• Given task: Reproduce all of the records below word for word, omitting the pictures from your reply.

• Records supplied:
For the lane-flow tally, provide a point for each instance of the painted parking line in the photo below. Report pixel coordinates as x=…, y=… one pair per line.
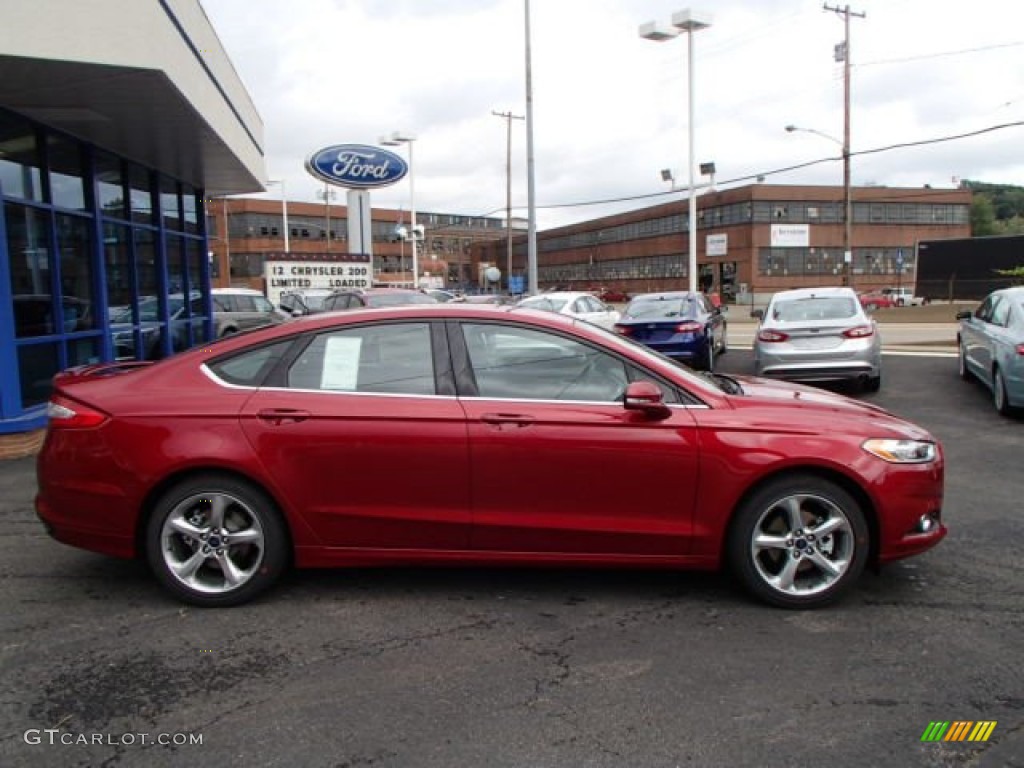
x=918, y=352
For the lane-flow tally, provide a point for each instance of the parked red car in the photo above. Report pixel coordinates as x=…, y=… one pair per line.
x=452, y=433
x=610, y=295
x=872, y=300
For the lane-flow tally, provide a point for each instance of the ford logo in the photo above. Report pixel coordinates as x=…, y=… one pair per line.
x=356, y=166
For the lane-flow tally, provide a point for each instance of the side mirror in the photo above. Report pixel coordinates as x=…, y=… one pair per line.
x=645, y=396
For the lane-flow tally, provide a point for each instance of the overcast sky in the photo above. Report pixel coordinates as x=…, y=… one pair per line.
x=609, y=108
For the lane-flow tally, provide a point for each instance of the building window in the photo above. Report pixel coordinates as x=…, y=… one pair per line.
x=19, y=162
x=65, y=161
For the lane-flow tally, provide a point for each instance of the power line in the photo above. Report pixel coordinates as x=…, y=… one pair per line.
x=791, y=168
x=941, y=54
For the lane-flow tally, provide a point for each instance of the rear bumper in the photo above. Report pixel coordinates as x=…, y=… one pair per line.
x=821, y=372
x=83, y=536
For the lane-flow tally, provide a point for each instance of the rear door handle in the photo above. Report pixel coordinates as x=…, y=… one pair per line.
x=510, y=420
x=279, y=416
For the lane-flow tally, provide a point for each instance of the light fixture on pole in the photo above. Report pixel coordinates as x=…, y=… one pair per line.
x=284, y=209
x=847, y=200
x=689, y=22
x=396, y=138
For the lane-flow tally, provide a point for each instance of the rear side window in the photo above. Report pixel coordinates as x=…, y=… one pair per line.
x=393, y=358
x=249, y=369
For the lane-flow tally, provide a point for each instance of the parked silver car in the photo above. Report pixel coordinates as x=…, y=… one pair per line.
x=991, y=346
x=818, y=335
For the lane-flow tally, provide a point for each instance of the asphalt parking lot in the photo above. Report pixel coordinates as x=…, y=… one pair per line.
x=537, y=668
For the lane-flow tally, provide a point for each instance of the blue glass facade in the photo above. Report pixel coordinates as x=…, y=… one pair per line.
x=100, y=259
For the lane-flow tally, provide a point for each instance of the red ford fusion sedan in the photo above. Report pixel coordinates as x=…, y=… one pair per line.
x=454, y=433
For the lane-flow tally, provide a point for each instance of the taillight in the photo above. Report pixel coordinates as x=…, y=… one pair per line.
x=859, y=332
x=689, y=328
x=67, y=414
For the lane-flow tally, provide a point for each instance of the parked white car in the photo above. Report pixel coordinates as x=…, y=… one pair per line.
x=903, y=297
x=581, y=305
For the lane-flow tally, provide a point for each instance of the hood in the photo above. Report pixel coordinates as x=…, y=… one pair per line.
x=821, y=406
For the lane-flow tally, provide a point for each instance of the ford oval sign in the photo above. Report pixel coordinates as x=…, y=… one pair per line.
x=356, y=166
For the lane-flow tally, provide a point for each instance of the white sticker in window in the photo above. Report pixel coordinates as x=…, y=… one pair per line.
x=341, y=363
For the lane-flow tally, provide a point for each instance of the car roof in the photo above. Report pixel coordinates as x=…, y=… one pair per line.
x=666, y=295
x=811, y=293
x=243, y=291
x=567, y=295
x=307, y=292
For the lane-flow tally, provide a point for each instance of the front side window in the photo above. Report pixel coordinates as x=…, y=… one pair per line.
x=523, y=364
x=1000, y=312
x=392, y=358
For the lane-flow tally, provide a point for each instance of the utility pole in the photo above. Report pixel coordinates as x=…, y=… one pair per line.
x=843, y=54
x=509, y=117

• Right answer:
For the lane-flow tally, provide a point for each instance of the painted parking line in the photo below. Report pixel coordinates as x=…, y=… one pair per line.
x=918, y=352
For the lane-flow tally, provide a point for each instance of the parked red car in the photo above. Report pixel coordinates as x=…, y=… one pair per line.
x=452, y=433
x=610, y=295
x=872, y=300
For the lane-flow tally, provide a point for each instance of the ford logo in the photo above. Report pixel coordinates as x=…, y=… one pair per line.
x=356, y=166
For the lane-flow tally, provide a point for each instance of the side mirror in the photo above. Report pixel coordinates as x=…, y=… one pair per line.
x=645, y=396
For the lane-flow tally, provide a point for each instance of the overcast sky in the photo above. Report pixel coordinates as x=…, y=… one pair per line.
x=609, y=108
For the lane-flow tally, provide a point for each instance of the building window in the photo above. Report pixel coordinates as x=…, y=… one pair per line.
x=19, y=162
x=65, y=161
For the lane-flow tally, provide a point for each instance of the power line in the photo above. Report pixel coordinates as x=…, y=… one pair per line.
x=791, y=168
x=941, y=54
For the lane-flow tally, provide a point for each instance of the rear bumper in the photo above. Report pixel coordinates as x=…, y=… one pair per line.
x=821, y=372
x=83, y=536
For the lane-flow tally, provide a point for each instance of the rear door handle in the photo above. Report pixel coordinates as x=…, y=… one pair per line.
x=510, y=420
x=279, y=416
For the lane-flow tally, provide a point for each instance of the light fixture on pole in the photo above. Report pixel coordinates as x=…, y=… one pair per line.
x=284, y=209
x=847, y=200
x=689, y=22
x=396, y=138
For the lane-flow tally, provide a point for each instance of the rear side window in the photo above. Report pixel coordinates as x=…, y=… one pair per line.
x=393, y=358
x=249, y=369
For the lane-flow tally, provide a point for each instance of the parked silver car in the photo above. Report pixel coordinates as x=…, y=… one pair per line.
x=991, y=346
x=818, y=335
For the lane-flow tally, provide a point for each instance of the asphalt parking lot in the photo above. Report pixel coordinates as x=…, y=… one pair per line.
x=537, y=668
For the lane-flow tally, provide a point for each instance of the blue glass facade in the photo above. Report pixel coordinates as x=…, y=… one pair per line.
x=100, y=259
For the lane-flow tally, provide a point for each instance of the red ford fusion sedan in the photo above. Report pixel coordinates as x=…, y=… one pair per line.
x=454, y=433
For the lane-flow tally, provide a point for each instance of the taillight in the photo above. Report pixel coordinates as x=…, y=… one pair per line.
x=859, y=332
x=689, y=328
x=67, y=414
For the lane-flow tally, provide a point for each instance of the parked white car in the photo above. Report pixel coordinates as x=…, y=… one pair per line.
x=903, y=297
x=581, y=305
For the lane-flow tally, provide a point for each instance of the hood in the photo above. Report pixel coordinates as x=…, y=… one pair per line.
x=821, y=406
For the lane-flow tally, provide a point for each instance of the ford oval sign in the photo above. Report pixel coordinates as x=…, y=… one pair per line.
x=356, y=166
For the lane-flow tally, provide a point for each instance of the white sticker in window in the photo above. Report pixel coordinates as x=…, y=… one pair per line.
x=341, y=363
For the lane-flow tally, provide a point for each instance of the car roof in the photo above. Report pixel coordinates as x=…, y=… one pair per line.
x=666, y=295
x=811, y=293
x=243, y=291
x=567, y=295
x=307, y=292
For the lane-flow tally, provide a point for each instance of the front side window in the photo above. Report pixel coordinates as x=…, y=… one pair per line.
x=523, y=364
x=1000, y=312
x=392, y=358
For the lane-flow tally, provide a point for each instance of the utility pole in the photo above. Report pixel coordinates as x=…, y=… one pair per line.
x=843, y=54
x=509, y=117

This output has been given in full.